The fluoridation of drinking water was among the great public health achievements of the 20th century. A recent study ‘Water fluoridation and dental caries in US children and adolescents’, published in the Journal of Dental Research, evaluated associations between the availability of community water fluoridation and dental caries (decay) in US child and adolescent populations.
In this large study, county-level estimates of the percentage of the population with community water fluoridation from the Centers for Disease Control and Prevention were merged with dental examination data from 10 years of National Health and Nutrition Examination Surveys.
The analysis showed that children and adolescents with greater access to fluoridated drinking water were less likely to experience decay. Counties in which over 75% of the population had access to community water fluoridation saw a 30% reduction in dental decay in baby teeth, and a 12% reduction in dental decay in the permanent teeth, compared to counties in which less than 75% had access to community water fluoridation.
The findings are consistent with evidence from the last 50 years showing that water fluoridation continues to provide a substantial dental health benefit. The current study boosts the evidence by showing that the benefit is most pronounced early in life, in the baby teeth of two to eight year olds.
Maria Ryan, President of the American Association for Dental Research said: “This study confirms previously reported findings and provides additional evidence in support of water fluoridation as a core public health intervention promoting oral health”.

## GOAL OF THE EXERCISE:
Please answer these questions from the text on water fluoridation.
1. In which journal was the study published?
2. What reduction in decay in permanent teeth did counties with over 75% access to community water fluoridation see?
3. Who is President of the American Association for Dental Research?

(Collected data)
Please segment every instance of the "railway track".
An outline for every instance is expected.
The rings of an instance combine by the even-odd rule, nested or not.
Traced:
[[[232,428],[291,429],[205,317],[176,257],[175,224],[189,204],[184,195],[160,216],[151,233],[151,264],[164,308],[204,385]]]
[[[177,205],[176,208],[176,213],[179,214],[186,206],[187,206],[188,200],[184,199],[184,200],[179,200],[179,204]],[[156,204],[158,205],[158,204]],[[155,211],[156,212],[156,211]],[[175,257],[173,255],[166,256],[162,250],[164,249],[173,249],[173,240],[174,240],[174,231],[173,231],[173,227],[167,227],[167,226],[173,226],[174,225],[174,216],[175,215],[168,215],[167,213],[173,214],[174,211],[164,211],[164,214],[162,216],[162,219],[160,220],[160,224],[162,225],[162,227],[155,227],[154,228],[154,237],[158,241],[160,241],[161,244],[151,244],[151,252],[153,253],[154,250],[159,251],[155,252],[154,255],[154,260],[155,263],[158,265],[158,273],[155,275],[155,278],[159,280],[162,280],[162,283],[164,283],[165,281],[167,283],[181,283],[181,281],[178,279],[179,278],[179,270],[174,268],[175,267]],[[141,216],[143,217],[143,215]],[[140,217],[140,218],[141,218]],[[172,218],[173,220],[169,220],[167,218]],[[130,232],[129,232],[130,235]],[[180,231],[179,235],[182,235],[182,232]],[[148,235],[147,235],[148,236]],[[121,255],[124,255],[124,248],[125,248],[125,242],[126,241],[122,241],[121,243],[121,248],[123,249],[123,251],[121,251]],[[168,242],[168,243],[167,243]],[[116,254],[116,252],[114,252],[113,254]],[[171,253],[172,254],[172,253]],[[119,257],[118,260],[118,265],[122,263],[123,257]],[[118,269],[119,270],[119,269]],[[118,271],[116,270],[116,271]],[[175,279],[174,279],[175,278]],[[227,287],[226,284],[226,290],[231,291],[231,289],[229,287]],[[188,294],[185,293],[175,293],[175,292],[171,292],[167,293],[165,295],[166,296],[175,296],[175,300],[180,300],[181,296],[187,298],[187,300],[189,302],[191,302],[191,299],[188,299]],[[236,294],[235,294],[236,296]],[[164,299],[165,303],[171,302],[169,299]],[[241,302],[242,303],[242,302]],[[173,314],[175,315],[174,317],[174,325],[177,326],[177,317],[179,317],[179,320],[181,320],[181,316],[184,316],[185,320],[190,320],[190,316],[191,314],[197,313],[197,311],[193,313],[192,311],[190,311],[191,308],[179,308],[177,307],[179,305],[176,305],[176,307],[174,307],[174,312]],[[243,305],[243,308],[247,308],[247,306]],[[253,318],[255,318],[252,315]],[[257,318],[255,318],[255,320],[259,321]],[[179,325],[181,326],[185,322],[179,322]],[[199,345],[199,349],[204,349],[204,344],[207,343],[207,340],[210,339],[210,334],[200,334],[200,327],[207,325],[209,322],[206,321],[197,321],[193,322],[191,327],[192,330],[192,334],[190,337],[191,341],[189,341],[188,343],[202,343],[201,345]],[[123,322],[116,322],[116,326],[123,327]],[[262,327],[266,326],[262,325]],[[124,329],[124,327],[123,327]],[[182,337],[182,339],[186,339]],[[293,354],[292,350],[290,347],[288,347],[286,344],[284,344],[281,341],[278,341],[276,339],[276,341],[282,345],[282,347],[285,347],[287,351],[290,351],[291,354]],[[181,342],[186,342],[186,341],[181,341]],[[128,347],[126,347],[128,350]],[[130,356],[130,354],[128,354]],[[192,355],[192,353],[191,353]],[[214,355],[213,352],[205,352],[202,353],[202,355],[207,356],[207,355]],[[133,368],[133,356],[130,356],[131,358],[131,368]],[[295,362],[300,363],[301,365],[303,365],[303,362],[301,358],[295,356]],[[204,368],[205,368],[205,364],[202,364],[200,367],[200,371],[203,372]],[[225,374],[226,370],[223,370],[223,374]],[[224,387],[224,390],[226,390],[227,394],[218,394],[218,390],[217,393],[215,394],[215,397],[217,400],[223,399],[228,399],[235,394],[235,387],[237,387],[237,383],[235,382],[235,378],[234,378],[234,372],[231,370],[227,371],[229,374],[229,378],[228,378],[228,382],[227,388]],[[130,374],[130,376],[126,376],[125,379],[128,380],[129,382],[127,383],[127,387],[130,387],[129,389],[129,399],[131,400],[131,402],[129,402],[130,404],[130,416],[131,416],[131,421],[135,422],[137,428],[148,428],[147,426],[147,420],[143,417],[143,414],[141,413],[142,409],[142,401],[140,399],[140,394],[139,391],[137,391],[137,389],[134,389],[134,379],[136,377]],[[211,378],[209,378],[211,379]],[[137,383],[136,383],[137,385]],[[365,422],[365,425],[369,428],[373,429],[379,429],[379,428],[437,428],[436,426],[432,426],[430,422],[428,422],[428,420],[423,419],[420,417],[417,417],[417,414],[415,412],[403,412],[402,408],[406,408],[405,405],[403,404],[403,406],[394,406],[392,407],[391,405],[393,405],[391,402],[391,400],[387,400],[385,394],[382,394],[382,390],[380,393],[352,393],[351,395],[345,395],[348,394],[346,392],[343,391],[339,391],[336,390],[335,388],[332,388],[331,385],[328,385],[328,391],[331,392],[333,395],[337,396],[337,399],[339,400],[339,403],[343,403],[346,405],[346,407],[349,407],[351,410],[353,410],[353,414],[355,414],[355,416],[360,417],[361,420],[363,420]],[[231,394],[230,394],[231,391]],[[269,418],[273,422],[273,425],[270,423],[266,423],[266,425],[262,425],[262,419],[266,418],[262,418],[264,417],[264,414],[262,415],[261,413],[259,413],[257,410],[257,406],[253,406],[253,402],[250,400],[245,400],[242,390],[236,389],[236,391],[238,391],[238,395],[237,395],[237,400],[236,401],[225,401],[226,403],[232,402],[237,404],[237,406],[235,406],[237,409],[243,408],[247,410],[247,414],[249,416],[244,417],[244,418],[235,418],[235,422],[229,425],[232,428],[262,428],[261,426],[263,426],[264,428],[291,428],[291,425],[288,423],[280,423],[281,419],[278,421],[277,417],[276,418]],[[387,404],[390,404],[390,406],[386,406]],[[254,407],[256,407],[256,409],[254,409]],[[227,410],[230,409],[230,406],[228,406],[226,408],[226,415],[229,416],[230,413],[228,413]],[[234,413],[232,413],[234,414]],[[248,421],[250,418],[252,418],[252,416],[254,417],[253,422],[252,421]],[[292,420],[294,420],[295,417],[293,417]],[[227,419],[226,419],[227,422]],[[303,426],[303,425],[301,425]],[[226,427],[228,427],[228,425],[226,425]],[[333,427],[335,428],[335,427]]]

## RESULT OF THIS TASK:
1. The Journal of Dental Research
2. A 12% reduction
3. Maria Ryan